- **WHAT THE EXERCISE ASKS**
Without including pictures, set down every record exactly as it stands.

(RECORD SET)

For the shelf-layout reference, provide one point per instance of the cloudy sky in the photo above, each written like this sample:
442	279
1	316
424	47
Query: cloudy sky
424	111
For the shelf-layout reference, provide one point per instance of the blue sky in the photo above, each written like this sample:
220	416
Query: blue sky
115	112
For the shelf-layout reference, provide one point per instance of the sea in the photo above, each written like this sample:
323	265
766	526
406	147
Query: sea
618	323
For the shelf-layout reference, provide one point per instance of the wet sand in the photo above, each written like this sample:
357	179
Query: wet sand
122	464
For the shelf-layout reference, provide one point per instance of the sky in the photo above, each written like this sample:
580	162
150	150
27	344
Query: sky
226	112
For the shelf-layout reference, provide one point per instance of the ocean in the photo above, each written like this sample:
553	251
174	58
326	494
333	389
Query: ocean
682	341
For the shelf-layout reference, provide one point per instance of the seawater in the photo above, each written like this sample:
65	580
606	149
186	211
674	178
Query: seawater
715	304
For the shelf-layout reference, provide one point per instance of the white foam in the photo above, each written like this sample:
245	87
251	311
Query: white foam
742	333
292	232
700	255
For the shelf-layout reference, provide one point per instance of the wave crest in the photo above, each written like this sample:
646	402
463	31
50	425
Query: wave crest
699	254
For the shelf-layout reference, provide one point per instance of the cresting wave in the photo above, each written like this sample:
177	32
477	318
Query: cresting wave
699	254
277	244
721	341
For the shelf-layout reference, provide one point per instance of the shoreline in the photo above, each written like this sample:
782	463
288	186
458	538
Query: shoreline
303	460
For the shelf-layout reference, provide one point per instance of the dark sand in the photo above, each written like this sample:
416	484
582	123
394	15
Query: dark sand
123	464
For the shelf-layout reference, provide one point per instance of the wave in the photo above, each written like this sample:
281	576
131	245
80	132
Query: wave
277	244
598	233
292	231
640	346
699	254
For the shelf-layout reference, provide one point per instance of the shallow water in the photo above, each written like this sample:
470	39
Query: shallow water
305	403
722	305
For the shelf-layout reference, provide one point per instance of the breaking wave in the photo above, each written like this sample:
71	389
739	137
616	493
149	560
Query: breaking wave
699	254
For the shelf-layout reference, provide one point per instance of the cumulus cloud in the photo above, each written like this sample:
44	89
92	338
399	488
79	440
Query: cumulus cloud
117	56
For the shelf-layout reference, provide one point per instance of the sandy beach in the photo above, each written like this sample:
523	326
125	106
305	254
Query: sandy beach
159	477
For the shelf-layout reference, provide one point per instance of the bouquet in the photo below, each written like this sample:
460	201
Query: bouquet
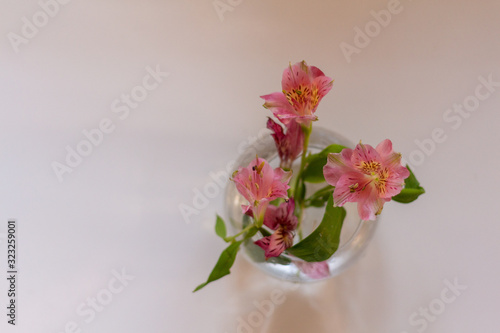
278	197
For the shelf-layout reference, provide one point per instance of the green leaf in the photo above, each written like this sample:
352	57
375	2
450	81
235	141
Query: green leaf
313	172
411	191
322	243
220	227
224	264
320	197
300	193
258	254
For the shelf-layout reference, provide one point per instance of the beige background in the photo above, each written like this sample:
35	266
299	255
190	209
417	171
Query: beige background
119	208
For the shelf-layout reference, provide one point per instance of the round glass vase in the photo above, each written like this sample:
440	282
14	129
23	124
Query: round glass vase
354	237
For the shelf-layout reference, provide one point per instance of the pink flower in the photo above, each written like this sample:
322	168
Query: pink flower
315	270
289	145
303	88
260	184
283	221
367	176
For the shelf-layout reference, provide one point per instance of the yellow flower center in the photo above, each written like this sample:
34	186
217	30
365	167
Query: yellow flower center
303	95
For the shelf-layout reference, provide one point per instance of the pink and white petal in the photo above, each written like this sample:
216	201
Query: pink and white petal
364	153
247	210
241	180
263	243
270	218
306	119
324	84
349	188
336	166
402	171
295	75
393	186
316	72
282	175
384	148
277	99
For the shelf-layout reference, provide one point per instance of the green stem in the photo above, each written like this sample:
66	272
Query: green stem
233	238
300	201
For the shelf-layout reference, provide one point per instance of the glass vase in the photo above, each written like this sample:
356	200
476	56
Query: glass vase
355	235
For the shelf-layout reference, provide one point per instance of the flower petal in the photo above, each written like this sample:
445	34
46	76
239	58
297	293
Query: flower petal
296	75
349	187
364	153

(End RECORD SET)

- **EXERCISE RESULT**
For the shelf-layout reference, provide one point per instance of the cloudy sky in the photo above, each written like this sample:
442	279
1	316
424	47
Query: cloudy sky
424	111
For the shelf-layout reference, provide one point per instance of the blue sky in the photo above, each written like this sample:
220	416
Query: blue sky
115	112
For the shelf-layout reference, provide one point per instance of the sea in the photo above, each written like this sample:
323	265
766	526
406	147
Query: sea
618	323
For the shelf-layout reference, provide one point per instance of the wet sand in the photo above, each written like this sample:
357	179
Query: wet sand
122	464
For the shelf-layout reference, provide one point per instance of the sky in the photo above, each written like this sample:
580	162
150	150
27	344
Query: sky
226	112
For the shelf-layout reference, provide one point per instance of the ocean in the photo above, each written like this sample:
553	251
174	58
326	494
333	389
Query: ocean
682	341
For the shelf-layout reference, provide one point per instance of the seawater in the photo above, each written like this sample:
65	580
606	149
186	211
674	178
Query: seawater
715	304
For the shelf-layout reference, provide one point per instance of the white foam in the photo above, each written like this sample:
245	87
251	311
Query: white foam
742	333
292	232
700	255
For the shelf-layout reference, provide one point per instance of the wave crest in the photo above, each written like this sample:
646	402
463	31
50	425
Query: wave crest
699	254
For the shelf-layout reference, provide one point per instance of the cresting wave in the photo above, each written like this sample:
177	32
477	318
Query: cresting wave
699	254
277	244
721	341
For the shelf-layout reference, provide one point per instance of the shoreline in the photo above, each written like this sample:
782	463
288	186
458	538
Query: shoreline
303	460
For the shelf-layout reference, provide one point per instance of the dark sand in the photo above, each written like this sample:
416	484
582	123
394	15
Query: dark sand
123	464
For the shelf-layout reference, provide one point per instance of the wave in the photo above, each written like this sample:
281	576
131	245
80	132
Query: wave
277	244
598	233
292	231
640	346
699	254
For the shelf-layout reference, provide one point per instance of the shallow water in the photo above, each written like this sample:
470	39
Query: shallow water
305	403
722	305
For the shelf-layout reference, provide one point per instance of the breaking wave in the photo above, each written like this sample:
71	389
739	137
616	493
149	560
Query: breaking wave
699	254
For the shelf-layout reference, provide one point per instance of the cumulus cloud in the photo above, each written like this sample:
44	89
92	338
399	488
79	440
Query: cumulus cloud
117	56
For the shelf-layout reference, provide one point per instance of the sandy beach in the photo above, each written like this sample:
523	326
125	106
305	254
Query: sandy beach
159	477
For the shelf-layout reference, provide one point per instance of the bouquet in the photo below, each written like this sample:
460	201
Query: bouquet
278	197
For the shelf-layout reference, provide one point per instance of the green leaf in the photo above, each written like this sample:
352	57
375	2
450	81
235	141
Query: green leaf
313	172
411	191
322	243
220	227
224	264
320	197
300	193
258	254
For the shelf-layout reference, provide one point per instance of the beige background in the photo above, each written like this sample:
35	266
299	255
190	209
417	171
Query: beige background
119	208
For the shelf-layout reference, provide one point per instance of the round glass vase in the photo above, each written like this sample:
440	282
14	129
23	124
Query: round glass vase
354	237
For the shelf-layout reference, provide one point per instance of the pink flower in the photo above, each written like this sample:
322	168
Query: pink flower
315	270
289	145
303	88
260	184
283	221
367	176
For the shelf-layout reference, provide one point per instance of the yellow flower center in the photo above, each written like this sample:
34	186
217	30
365	167
Query: yellow flower center
303	95
For the shelf-layout reference, provide one point per instance of the pink and white petal in the photo above, each written like this sample:
216	201
Query: pink and white petal
364	153
247	210
241	180
263	243
270	218
306	119
324	84
349	188
336	166
402	171
295	75
393	186
316	72
282	175
384	148
277	99
For the shelf-layout reference, provide one point per instance of the green stem in the photo above, each written like this sample:
66	272
Query: green stem
233	238
300	201
For the shelf-layout reference, provide one point per instance of the glass vase in the photo above, each written like this sample:
356	200
476	56
Query: glass vase
355	235
For the shelf-layout reference, provide one point per instance of the flower petal in the photo above, each written like this sample:
445	34
46	76
239	58
297	293
Query: flower petal
296	75
349	187
364	153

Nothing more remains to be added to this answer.